__TEXT SEGMENT__
BAGHDAD: Iraqi authorities have removed nearly 30 kilometers of concrete blast walls across Baghdad in the last six months, mostly around the capital’s high-security Green Zone, a senior official told AFP.
Since the US-led invasion of Iraq in 2003, T-walls — thick barriers about six meters tall and one meter wide — have surrounded potential targets of car bombs or other attacks.
When premier Adel Abdel Mahdi came to power last year, he promised to remove barriers, checkpoints and other security measures to make Baghdad easier to navigate.
“Over the last six months, we removed 18,000 T-walls in Baghdad, including 14,000 in the Green Zone alone,” said Staff Lt. Gen. Mohammed Al-Bayati, the PM’s top military adviser.
Hundreds of the security checkpoints that contributed to Baghdad’s notorious traffic jams have also been removed.
And according to the Baghdad municipality, 600 streets that had been closed off to public access have been opened in the last six months.
Among them are key routes crossing through Baghdad’s Green Zone, the enclave where government buildings, UN agencies and embassies including the US and UK missions are based.

__RECORDS PROVIDED__
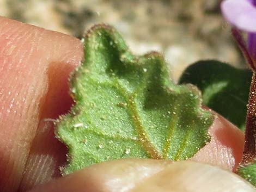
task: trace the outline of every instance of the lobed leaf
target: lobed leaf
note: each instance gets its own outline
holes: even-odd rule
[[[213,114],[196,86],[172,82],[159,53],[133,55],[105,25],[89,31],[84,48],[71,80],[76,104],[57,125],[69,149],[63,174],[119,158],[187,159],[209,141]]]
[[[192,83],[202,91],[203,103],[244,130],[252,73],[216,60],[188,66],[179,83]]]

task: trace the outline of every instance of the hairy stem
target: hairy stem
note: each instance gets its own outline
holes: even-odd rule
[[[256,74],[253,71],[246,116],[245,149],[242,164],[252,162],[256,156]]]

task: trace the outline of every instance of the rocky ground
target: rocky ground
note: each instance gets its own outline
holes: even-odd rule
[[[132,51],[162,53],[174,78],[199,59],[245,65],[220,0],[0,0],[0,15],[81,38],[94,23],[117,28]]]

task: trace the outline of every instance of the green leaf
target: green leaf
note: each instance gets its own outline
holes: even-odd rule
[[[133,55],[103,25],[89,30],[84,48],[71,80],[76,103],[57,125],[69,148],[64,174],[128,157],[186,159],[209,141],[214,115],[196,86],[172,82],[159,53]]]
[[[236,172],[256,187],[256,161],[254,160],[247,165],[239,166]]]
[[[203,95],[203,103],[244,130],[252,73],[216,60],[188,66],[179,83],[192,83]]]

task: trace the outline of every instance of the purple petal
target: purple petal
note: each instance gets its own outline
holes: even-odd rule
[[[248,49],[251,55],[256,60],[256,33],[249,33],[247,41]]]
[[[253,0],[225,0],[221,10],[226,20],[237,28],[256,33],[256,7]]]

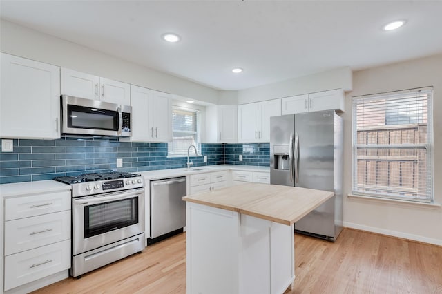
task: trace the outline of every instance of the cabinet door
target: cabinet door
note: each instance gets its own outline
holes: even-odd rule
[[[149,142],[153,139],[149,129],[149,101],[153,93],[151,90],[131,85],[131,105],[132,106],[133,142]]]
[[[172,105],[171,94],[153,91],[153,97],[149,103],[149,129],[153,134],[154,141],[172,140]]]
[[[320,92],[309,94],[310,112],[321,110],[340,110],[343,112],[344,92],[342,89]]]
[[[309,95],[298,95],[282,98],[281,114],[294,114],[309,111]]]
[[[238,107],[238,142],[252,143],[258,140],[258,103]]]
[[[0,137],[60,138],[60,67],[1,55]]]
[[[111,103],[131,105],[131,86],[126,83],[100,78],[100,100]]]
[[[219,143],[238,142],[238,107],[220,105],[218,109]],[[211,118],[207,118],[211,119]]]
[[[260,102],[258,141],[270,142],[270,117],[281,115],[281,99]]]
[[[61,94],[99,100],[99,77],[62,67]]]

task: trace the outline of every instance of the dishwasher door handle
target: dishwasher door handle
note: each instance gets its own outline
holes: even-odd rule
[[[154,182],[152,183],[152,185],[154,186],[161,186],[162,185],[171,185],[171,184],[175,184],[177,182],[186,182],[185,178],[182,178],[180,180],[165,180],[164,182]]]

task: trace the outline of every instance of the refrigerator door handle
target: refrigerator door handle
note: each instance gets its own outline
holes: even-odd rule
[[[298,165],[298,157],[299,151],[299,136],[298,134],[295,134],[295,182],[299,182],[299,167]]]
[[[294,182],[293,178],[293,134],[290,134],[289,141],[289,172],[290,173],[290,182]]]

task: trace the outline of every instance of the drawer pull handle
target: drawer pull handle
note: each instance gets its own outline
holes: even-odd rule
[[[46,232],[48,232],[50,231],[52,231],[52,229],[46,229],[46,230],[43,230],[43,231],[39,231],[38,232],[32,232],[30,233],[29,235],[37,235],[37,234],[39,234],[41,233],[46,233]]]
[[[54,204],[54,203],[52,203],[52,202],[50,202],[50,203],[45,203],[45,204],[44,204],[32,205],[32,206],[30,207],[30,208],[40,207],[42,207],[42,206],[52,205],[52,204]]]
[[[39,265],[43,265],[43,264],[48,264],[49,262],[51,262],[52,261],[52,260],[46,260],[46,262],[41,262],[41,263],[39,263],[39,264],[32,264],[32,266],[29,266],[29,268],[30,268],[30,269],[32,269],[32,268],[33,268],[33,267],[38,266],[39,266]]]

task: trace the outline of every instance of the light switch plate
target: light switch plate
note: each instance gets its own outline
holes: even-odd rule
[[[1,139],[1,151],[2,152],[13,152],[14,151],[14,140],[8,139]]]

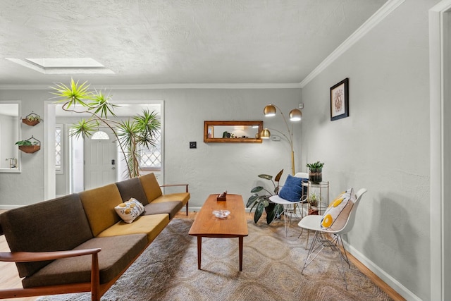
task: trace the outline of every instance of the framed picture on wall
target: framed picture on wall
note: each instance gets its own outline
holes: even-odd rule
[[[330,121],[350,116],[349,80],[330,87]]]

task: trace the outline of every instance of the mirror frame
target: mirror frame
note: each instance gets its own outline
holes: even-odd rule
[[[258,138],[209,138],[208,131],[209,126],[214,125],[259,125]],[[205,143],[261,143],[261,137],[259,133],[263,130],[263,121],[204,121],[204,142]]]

__PROBLEM STATEMENT__
Extend the news report on the removal of Baghdad's blast walls by writing the paragraphs that follow its last sentence.

__TASK RESULT__
It was long inaccessible to most Iraqis until an order from Abdel Mahdi last year, and families can now be seen picking their way across its manicured parks for sunset pictures.
Iraq is living a rare period of calm after consecutive decades of violence, which for Baghdad peaked during the sectarian battles from 2006 to 2008.
It was followed, in 2014, by Daesh’s sweep across a third of the country and a three-year battle to oust the militants from their urban strongholds.
The group still wages hit-and-run attacks against Iraqi security forces and government targets, and Baghdad’s authorities are on high alert.
Thousands of the removed T-walls have been placed on Baghdad’s outskirts to prevent infiltration by Daesh sleeper cells, according to Bayati.